* _EXERCISE A_
Answer these questions about the forum thread on pax and paxtest below:
(i) Which setting made the system hang during boot when it was set to yes?
(ii) Which option did the poster set to y before running the test?
(iii) What command did the poster run?

* _TEXT BLOCK_
>>>

# need help with pax and paxtest

## leonchik1976

1) hi! installed hardened for the first time. when setting CONFIG_GRKERNSEC_HARDENED_SERVER to yes - system doesn't boot, after checking some settings - i found the problem - when CONFIG_PAX_KERNEXEC is set to yes, this cause to system hang during boot. how can i fix this?

2) so i set CONFIG_GRKERNSEC_CUSTOM=y, and ran 'paxtest blackhat', this is what i get: (i would appreciate some help on how to fix it)

<<<

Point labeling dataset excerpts
>>>

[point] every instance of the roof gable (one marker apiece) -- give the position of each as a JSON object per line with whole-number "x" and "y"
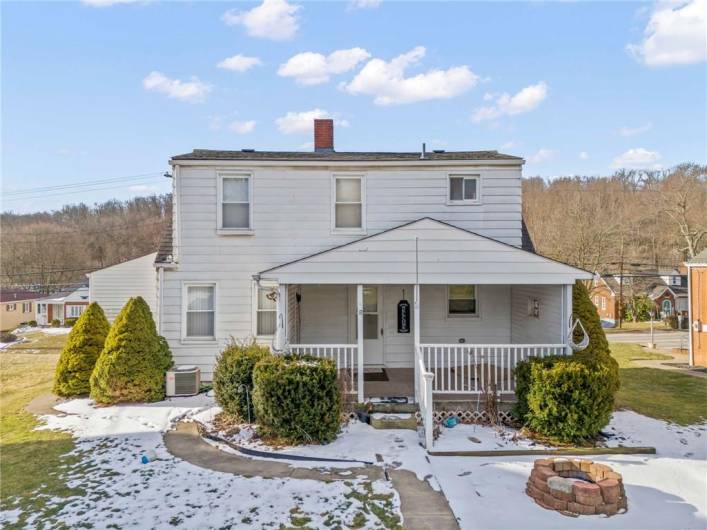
{"x": 426, "y": 251}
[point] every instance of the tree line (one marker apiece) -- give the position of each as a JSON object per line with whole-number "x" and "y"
{"x": 46, "y": 251}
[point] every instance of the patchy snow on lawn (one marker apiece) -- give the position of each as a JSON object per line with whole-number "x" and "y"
{"x": 121, "y": 492}
{"x": 665, "y": 491}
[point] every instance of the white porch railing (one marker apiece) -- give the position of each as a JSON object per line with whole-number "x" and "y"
{"x": 345, "y": 356}
{"x": 469, "y": 368}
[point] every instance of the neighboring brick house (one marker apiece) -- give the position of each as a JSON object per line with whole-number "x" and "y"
{"x": 16, "y": 307}
{"x": 604, "y": 295}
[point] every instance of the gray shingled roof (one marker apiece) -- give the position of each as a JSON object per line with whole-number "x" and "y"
{"x": 209, "y": 154}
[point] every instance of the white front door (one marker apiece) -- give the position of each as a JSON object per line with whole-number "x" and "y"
{"x": 373, "y": 325}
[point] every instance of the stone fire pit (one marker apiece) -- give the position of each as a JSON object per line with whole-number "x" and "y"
{"x": 576, "y": 487}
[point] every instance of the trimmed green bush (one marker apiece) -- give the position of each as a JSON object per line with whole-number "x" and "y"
{"x": 568, "y": 400}
{"x": 134, "y": 360}
{"x": 82, "y": 348}
{"x": 296, "y": 397}
{"x": 233, "y": 378}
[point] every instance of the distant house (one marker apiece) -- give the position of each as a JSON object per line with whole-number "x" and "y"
{"x": 17, "y": 307}
{"x": 113, "y": 286}
{"x": 697, "y": 289}
{"x": 605, "y": 297}
{"x": 68, "y": 303}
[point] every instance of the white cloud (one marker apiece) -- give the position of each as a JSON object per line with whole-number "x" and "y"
{"x": 363, "y": 4}
{"x": 638, "y": 158}
{"x": 239, "y": 63}
{"x": 506, "y": 105}
{"x": 542, "y": 155}
{"x": 633, "y": 131}
{"x": 386, "y": 81}
{"x": 303, "y": 122}
{"x": 192, "y": 91}
{"x": 676, "y": 34}
{"x": 108, "y": 3}
{"x": 273, "y": 19}
{"x": 309, "y": 68}
{"x": 242, "y": 127}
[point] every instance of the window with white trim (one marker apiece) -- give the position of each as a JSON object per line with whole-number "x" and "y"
{"x": 235, "y": 201}
{"x": 462, "y": 300}
{"x": 463, "y": 189}
{"x": 266, "y": 311}
{"x": 75, "y": 311}
{"x": 349, "y": 203}
{"x": 200, "y": 311}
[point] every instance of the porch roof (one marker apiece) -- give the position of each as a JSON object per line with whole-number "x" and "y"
{"x": 425, "y": 251}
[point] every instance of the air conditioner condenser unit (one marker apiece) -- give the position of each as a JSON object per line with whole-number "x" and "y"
{"x": 183, "y": 381}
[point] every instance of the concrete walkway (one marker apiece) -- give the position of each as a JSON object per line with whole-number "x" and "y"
{"x": 423, "y": 508}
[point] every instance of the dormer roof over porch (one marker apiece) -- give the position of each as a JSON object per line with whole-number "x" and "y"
{"x": 425, "y": 251}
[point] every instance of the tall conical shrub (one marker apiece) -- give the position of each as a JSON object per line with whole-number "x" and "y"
{"x": 133, "y": 362}
{"x": 82, "y": 348}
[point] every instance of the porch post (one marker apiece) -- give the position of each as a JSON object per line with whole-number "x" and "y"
{"x": 359, "y": 338}
{"x": 416, "y": 337}
{"x": 281, "y": 329}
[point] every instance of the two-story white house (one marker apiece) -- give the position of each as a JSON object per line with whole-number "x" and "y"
{"x": 396, "y": 265}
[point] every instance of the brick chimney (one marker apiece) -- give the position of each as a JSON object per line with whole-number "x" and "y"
{"x": 323, "y": 136}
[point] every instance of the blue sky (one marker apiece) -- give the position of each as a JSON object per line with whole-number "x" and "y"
{"x": 107, "y": 89}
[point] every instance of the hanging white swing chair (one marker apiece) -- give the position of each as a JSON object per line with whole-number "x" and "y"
{"x": 582, "y": 344}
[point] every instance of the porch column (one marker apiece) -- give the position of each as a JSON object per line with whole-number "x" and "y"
{"x": 416, "y": 337}
{"x": 281, "y": 323}
{"x": 567, "y": 317}
{"x": 359, "y": 338}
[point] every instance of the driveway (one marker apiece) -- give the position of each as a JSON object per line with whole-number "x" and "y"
{"x": 664, "y": 340}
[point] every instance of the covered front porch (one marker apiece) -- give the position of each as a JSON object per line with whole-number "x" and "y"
{"x": 425, "y": 311}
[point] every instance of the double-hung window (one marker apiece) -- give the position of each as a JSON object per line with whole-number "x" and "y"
{"x": 462, "y": 301}
{"x": 463, "y": 189}
{"x": 200, "y": 311}
{"x": 266, "y": 312}
{"x": 349, "y": 213}
{"x": 235, "y": 208}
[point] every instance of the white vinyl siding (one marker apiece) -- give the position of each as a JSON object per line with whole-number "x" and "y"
{"x": 464, "y": 189}
{"x": 200, "y": 311}
{"x": 112, "y": 287}
{"x": 349, "y": 205}
{"x": 235, "y": 203}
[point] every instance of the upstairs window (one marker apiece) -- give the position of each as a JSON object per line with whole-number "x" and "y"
{"x": 235, "y": 202}
{"x": 349, "y": 205}
{"x": 462, "y": 300}
{"x": 200, "y": 310}
{"x": 463, "y": 189}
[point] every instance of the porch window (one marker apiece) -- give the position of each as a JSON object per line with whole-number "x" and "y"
{"x": 235, "y": 202}
{"x": 266, "y": 317}
{"x": 200, "y": 311}
{"x": 462, "y": 300}
{"x": 349, "y": 206}
{"x": 463, "y": 189}
{"x": 75, "y": 310}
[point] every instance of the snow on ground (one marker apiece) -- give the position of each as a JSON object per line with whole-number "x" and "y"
{"x": 121, "y": 492}
{"x": 665, "y": 491}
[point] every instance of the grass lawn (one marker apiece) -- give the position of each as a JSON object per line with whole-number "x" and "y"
{"x": 662, "y": 394}
{"x": 31, "y": 459}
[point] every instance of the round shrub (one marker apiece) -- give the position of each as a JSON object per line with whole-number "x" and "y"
{"x": 233, "y": 378}
{"x": 82, "y": 348}
{"x": 569, "y": 401}
{"x": 134, "y": 360}
{"x": 296, "y": 397}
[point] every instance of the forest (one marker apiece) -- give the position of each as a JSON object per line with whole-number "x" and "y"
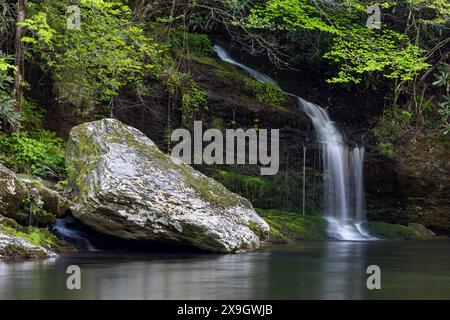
{"x": 379, "y": 70}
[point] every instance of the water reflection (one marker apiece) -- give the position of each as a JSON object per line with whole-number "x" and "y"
{"x": 325, "y": 270}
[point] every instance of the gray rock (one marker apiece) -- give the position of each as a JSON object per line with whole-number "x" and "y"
{"x": 129, "y": 189}
{"x": 421, "y": 228}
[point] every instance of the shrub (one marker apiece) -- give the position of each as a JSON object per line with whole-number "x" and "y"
{"x": 266, "y": 93}
{"x": 40, "y": 153}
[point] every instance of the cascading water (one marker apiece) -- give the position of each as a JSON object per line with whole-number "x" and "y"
{"x": 343, "y": 166}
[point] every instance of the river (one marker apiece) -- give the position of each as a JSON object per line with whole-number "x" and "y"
{"x": 307, "y": 270}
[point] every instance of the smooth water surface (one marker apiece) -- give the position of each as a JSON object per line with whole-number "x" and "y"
{"x": 309, "y": 270}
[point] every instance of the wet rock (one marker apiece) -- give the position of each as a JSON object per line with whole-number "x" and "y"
{"x": 129, "y": 189}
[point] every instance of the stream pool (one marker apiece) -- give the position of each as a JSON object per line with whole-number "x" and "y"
{"x": 307, "y": 270}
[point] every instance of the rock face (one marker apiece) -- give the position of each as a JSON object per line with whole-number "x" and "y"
{"x": 415, "y": 186}
{"x": 129, "y": 189}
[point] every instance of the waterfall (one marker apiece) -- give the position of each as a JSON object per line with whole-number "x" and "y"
{"x": 343, "y": 166}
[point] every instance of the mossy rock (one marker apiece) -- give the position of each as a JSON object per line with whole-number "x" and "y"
{"x": 383, "y": 230}
{"x": 286, "y": 227}
{"x": 128, "y": 188}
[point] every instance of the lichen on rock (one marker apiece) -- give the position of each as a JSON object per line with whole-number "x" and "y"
{"x": 128, "y": 188}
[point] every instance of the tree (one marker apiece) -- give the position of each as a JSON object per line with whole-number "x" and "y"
{"x": 19, "y": 76}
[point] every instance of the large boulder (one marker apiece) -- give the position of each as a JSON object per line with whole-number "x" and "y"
{"x": 129, "y": 189}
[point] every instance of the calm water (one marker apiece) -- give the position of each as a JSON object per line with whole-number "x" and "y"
{"x": 310, "y": 270}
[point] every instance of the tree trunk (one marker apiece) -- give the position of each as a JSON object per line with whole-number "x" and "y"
{"x": 19, "y": 61}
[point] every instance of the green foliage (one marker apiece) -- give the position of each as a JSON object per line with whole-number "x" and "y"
{"x": 356, "y": 49}
{"x": 390, "y": 127}
{"x": 40, "y": 153}
{"x": 93, "y": 64}
{"x": 31, "y": 116}
{"x": 194, "y": 99}
{"x": 443, "y": 81}
{"x": 290, "y": 226}
{"x": 194, "y": 42}
{"x": 9, "y": 118}
{"x": 266, "y": 92}
{"x": 37, "y": 236}
{"x": 276, "y": 192}
{"x": 443, "y": 77}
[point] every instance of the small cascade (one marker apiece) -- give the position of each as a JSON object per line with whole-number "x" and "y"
{"x": 343, "y": 166}
{"x": 65, "y": 229}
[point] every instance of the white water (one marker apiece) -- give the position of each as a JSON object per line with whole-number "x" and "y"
{"x": 343, "y": 166}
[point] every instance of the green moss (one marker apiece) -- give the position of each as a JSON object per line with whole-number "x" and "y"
{"x": 14, "y": 251}
{"x": 207, "y": 188}
{"x": 290, "y": 226}
{"x": 385, "y": 230}
{"x": 37, "y": 236}
{"x": 276, "y": 191}
{"x": 266, "y": 92}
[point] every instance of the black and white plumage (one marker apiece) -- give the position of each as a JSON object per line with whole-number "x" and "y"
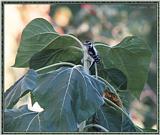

<<<

* _EXERCISE B_
List every line from the rows above that contains the string "front", copying each one in full. Case counts.

* _FULL RESPONSE A_
(i) CONFIG_PAX_KERNEXEC
(ii) CONFIG_GRKERNSEC_CUSTOM
(iii) 'paxtest blackhat'

* _FULL RESPONSE B_
[point] every instance of the white front door (one marker apiece) -- give the position of each as a JSON object per line with whole-number "x" and "y"
[point] every instance of the covered front porch (one marker apiece) -- give the position of each as a JSON object per line with whole-number "x" and "y"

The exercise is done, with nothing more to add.